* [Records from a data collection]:

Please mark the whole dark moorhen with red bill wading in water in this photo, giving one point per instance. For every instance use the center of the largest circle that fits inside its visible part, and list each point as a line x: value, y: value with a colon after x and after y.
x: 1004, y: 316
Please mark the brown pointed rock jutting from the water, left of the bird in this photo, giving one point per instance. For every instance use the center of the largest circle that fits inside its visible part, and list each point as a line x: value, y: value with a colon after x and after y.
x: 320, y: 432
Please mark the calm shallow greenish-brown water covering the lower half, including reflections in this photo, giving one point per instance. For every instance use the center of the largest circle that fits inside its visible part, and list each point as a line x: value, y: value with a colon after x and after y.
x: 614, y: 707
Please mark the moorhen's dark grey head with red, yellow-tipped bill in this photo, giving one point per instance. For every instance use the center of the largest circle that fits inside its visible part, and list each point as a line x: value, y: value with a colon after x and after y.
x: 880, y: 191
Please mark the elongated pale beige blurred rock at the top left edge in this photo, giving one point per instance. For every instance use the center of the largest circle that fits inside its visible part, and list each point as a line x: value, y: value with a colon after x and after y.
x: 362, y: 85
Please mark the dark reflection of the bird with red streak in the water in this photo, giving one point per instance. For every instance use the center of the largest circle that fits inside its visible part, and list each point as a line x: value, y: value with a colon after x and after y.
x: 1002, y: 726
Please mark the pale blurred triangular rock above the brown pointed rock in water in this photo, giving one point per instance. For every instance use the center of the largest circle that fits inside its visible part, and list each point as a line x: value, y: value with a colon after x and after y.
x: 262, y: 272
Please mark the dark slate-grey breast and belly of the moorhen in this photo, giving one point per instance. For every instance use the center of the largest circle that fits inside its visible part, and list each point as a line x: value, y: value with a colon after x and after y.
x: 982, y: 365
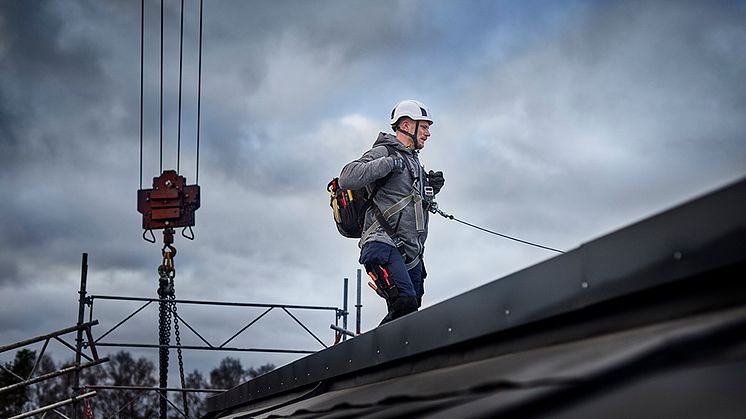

* [DIRECTIONS]: Please transcribe word for word the lines from the one bearing "Please mark the dark slate-grey" through the last line of the records above, omitting the pictures.

* [SOLUTION]:
Please mark the dark slate-grey breast and belly of the moorhen in this photo, giving one point per instance. For every instance use the center of the largest circle that fits inside its visible part, and list each point as a line x: value, y: value with a colon after x and after y.
x: 982, y: 365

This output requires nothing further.